● **TEXTO DE LECTURA**
"""
No era su intención convertirse en motoladrón. “Eso no se elige, se exige”, dice convencido, medio poeta. Fue por una enfermedad, la de su hijo. Había que pagar por medicinas en el hospital y en ningún lado le ofrecían trabajo. Una motocicleta que estaba pagando por cuotas y un cuchillo de cocina le sirvieron para empezar.
En un solo día logró juntar para la urgencia del hospital y el pago atrasado de la moto. Después fueron los útiles, más adelante la comida, hasta que se convirtió en hábito diario.
“Hasta me daba tiempo de llegar temprano para cenar con mi familia”, indica, mostrándose un poco culpable. ¿Mataste a alguien alguna vez?, le pregunto. “¿Matar? Eso no sé, yo solo sé que una vez disparé mi arma. Si se murió, quién sabe, pero en todo caso eso no es mi culpa. Si el hospital me diera las medicinas que necesito, esto no hubiera pasado”, contesta. El arma la consiguió para que fuera más fácil la tarea. “Aunque en realidad, uno no necesita nada. Van tan asustados en sus carros que solo con pararse al lado y tocar la ventana, rapidito entregan los teléfonos”, agrega.
"""
● **EXTRACTO DE DATOS**
"""
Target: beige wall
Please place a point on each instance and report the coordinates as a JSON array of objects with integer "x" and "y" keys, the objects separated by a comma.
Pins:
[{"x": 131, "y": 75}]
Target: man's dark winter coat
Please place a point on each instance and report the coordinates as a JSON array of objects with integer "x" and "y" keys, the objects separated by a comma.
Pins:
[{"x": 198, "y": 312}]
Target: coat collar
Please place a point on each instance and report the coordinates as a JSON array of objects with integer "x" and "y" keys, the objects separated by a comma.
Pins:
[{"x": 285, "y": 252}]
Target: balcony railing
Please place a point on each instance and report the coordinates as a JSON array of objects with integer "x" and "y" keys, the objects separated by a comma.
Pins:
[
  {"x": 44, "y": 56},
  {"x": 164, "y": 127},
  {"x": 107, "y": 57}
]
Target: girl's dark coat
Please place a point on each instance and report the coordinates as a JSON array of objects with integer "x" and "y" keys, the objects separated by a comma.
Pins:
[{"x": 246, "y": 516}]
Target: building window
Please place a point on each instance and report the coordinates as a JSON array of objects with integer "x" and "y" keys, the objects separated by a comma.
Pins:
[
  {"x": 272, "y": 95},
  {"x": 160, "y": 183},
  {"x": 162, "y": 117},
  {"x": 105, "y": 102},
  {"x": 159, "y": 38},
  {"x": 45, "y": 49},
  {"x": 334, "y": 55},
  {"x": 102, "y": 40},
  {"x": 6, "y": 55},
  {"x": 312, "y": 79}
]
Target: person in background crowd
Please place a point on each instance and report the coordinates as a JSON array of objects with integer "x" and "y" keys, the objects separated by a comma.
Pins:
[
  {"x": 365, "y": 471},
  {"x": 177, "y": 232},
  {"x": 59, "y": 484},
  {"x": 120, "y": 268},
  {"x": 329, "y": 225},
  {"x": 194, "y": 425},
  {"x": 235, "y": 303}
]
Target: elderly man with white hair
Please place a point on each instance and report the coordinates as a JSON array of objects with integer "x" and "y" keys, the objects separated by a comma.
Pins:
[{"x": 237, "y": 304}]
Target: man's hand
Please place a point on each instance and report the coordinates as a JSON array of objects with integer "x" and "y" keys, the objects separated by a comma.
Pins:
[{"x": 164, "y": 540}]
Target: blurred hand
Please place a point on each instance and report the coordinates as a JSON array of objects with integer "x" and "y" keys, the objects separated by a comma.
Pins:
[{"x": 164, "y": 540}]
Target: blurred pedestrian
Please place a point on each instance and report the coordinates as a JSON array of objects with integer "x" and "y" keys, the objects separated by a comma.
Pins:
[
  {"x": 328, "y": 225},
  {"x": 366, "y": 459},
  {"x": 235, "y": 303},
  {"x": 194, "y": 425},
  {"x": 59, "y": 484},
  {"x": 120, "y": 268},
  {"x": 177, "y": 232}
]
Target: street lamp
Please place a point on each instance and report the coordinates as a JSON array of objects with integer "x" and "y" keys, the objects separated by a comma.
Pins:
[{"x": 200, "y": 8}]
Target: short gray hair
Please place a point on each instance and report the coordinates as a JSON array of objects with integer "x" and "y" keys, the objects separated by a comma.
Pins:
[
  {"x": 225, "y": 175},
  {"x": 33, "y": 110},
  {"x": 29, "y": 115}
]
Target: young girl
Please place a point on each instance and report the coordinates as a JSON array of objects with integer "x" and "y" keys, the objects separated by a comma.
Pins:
"""
● **CONSIGNA 1**
Responde con base en el texto sobre el motoladrón:
(a) ¿Qué dos cosas le sirvieron para empezar?
(b) ¿Qué logró pagar en un solo día?
(c) Según él, ¿qué entregan rapidito los que van en sus carros?
● **CONSIGNA 2**
Escribe la continuación del texto sobre el motoladrón a partir de su última frase.

● **RESPUESTA 1**
(a) Una motocicleta que estaba pagando por cuotas y un cuchillo de cocina.
(b) La urgencia del hospital y el pago atrasado de la moto.
(c) Los teléfonos.

● **RESPUESTA 2**
“Un tiempo después la chamba se empezó a poner dura; a un cuate lo balearon después de quitar un teléfono, un iPhone creo que era”, señala. Lo mismo que lo llevó a ser motoladrón fue lo mismo que lo condujo a cambiar de profesión para repartir comida: el amor a su familia.
¿Y ahora, cómo le va?, le pregunto. “Pues no muy bien”, explica algo desconcertado, “pues viniendo para acá me robaron el celular”.